» EXTRACT:
Make sure you’re paying yourself a reasonable salary if you own an S-Corp to maximize contributions and deductions legally.

Your Age

  • If you’re under 50, you can contribute up to $7,000 per year to an IRA (2025 limit).

  • If you’re 50 or older, you get an extra $1,000 "catch-up" contribution, a great bonus for late starters.

These limits adjust every year and you want to be sure you are aware of those limits and how they changed recently.

Cash Flow and Flexibility

Some years are leaner. Some years are booming.

  • If you need today's tax deduction to boost cash flow, Traditional IRA might be the right move.

  • If you have strong cash flow and want to build tax-free wealth for the future, Roth IRA can be a powerful play.

Bottom Line:

The best IRA choice depends on where you are now, and where you want to go.

Remember: You can potentially open and fund an IRA even if you already have a business retirement plan like a SEP IRA or Solo 401(k). IRAs are one of the most flexible tools in your tax-saving toolbox.

Special Strategies for Business Owners: Beyond the Basics

Here’s the truth most business owners never hear from traditional CPAs:

When you run your own business, you have even more ways to turbocharge your retirement savings and lower your taxes all 100% legally.

It’s not just about Traditional and Roth IRAs. As a business owner, you can tap into special types of IRAs that allow you to contribute more and deduct more than regular employees.

Let’s break down the key options:

1. SEP IRA (Simplified Employee Pension)

If you’re self-employed or run a solo business with no employees, a SEP IRA can be one of the easiest and most powerful retirement plans available. You get to contribute far more than a Traditional or Roth IRA allows, and you can deduct those contributions directly from your business income.

But there’s a catch: If you have employees, you’re required to make contributions for them too, at the same percentage as you do for yourself. That means planning and budgeting are key if you want to use this strategy sustainable

Best for:

  • Self-employed individuals

  • Business owners with no employees 

How It Works:

  • You contribute up to 25% of your net earnings from self-employment (after deducting half your self-employment taxes).

  • Maximum contribution: $69,000 for 2025 (projected).

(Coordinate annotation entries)
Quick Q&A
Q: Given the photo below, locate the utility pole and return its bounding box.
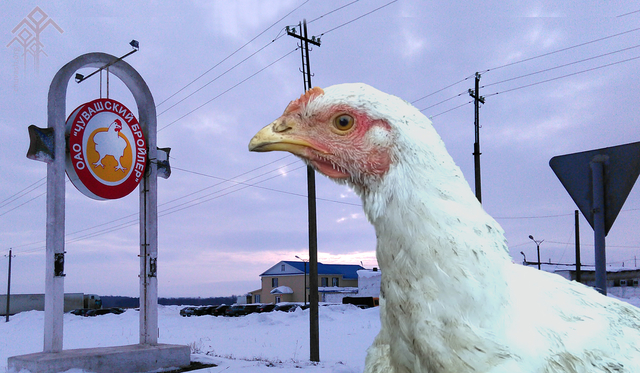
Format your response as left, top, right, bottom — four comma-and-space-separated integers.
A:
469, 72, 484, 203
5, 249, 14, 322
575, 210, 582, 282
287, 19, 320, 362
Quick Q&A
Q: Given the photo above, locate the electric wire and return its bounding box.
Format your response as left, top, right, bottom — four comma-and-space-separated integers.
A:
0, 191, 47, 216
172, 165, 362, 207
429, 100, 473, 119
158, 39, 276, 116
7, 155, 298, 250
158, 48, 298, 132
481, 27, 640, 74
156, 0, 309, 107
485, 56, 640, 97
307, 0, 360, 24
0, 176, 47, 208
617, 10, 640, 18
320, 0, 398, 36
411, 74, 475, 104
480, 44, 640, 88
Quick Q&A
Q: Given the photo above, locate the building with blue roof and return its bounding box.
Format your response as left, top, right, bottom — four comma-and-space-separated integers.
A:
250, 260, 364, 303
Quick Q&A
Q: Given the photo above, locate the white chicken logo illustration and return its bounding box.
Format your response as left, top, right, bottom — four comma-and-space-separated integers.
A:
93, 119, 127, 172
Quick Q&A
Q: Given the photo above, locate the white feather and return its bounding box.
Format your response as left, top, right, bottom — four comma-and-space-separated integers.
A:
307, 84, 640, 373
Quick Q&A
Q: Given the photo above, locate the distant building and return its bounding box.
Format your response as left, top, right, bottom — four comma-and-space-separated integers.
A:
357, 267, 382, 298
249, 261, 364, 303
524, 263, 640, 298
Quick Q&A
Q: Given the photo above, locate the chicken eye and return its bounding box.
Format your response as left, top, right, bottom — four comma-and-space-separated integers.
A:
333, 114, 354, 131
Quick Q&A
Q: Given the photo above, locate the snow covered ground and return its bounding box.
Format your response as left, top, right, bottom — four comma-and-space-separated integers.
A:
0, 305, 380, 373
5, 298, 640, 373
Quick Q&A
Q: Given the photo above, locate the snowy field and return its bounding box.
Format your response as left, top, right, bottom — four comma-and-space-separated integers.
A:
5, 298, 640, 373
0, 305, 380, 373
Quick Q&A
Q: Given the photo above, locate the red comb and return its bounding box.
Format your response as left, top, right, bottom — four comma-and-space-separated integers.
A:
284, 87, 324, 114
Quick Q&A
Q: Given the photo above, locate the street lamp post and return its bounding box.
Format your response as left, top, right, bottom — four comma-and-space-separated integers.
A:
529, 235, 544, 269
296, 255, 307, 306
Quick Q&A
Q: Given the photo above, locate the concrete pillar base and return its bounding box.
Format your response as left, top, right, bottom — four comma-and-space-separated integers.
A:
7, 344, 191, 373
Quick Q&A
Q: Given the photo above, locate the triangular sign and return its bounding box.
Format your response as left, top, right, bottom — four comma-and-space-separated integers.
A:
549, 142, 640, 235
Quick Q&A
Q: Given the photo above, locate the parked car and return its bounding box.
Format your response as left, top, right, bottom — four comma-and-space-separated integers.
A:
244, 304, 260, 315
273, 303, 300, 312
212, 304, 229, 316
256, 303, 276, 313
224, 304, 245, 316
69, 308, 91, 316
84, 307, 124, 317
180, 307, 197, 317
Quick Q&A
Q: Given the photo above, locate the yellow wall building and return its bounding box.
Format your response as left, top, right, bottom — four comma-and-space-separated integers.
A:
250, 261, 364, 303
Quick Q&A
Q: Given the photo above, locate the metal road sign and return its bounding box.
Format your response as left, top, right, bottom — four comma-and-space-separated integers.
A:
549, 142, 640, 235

==

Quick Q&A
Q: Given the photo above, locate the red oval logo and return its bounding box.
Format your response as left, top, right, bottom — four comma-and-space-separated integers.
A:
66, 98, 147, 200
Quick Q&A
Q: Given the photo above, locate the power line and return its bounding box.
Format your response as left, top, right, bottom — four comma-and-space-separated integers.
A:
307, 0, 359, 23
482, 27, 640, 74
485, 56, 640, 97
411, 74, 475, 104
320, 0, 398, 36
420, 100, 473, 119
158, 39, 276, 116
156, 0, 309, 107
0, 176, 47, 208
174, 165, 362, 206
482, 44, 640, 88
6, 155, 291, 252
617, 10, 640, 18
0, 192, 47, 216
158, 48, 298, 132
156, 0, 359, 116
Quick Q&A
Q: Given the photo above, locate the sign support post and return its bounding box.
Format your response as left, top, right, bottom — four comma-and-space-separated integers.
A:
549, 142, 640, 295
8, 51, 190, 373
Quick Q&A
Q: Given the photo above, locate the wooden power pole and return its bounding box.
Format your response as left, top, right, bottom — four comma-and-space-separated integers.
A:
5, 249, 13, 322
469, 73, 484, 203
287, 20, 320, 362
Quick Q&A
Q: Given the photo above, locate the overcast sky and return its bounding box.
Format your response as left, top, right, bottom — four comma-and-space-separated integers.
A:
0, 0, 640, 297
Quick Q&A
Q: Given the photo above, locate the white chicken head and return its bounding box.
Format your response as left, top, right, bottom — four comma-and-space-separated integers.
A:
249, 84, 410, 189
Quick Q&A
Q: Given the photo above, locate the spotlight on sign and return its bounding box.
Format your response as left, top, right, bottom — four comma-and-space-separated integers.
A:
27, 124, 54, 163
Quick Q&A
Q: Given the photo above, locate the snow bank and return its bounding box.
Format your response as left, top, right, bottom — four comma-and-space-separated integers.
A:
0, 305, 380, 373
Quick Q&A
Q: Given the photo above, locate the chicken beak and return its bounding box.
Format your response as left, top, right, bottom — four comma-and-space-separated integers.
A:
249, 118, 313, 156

» REQUIRED WORK:
1. List every dollar amount that appears in the text on IRAs for business owners.
2. Write a continuation of the text on IRAs for business owners, picking up after its final line.
This material is separate from the text on IRAs and has no connection to it.

» RESULTS BY TASK:
1. $7,000, $1,000, $69,000

2.
Tax Advantages:

  • Contributions are tax-deductible to your business.

  • Funds grow tax-deferred until you withdraw them in retirement.

Pro Tip: Even if you already have a Traditional or Roth IRA, you can also open a SEP IRA, maximizing your total tax savings.

BEWARE: The SEP IRA is the most “costly” of the IRA’s. By that we mean, if you have employees then you incur the cost of contributing to their SEP IRA. You have no choice when it comes to these contributions as the EMPLOYER is the one making the contribution to the plan. 

If you have an employee who makes $100,000 for example and you wish to contribute 25% of your net earnings to your SEP, then you are forced to make an identical percentage contribution to your employees SEP IRA account. This means you would have to make that contribution of $25,000. 

If you budget correctly and want to give your employees that additional bump in their total compensation package, that is just fine but it’s vitally important to understand the cost to you as an employer.

2. SIMPLE IRA (Savings Incentive Match Plan for Employees)

If you want something easier to manage than a 401(k), but still want to support your employees (and get deductions while you’re at it), a SIMPLE IRA is a fantastic middle-ground.

This plan works well for businesses with fewer than 100 employees and gives everyone including the owner the ability to save and reduce taxable income.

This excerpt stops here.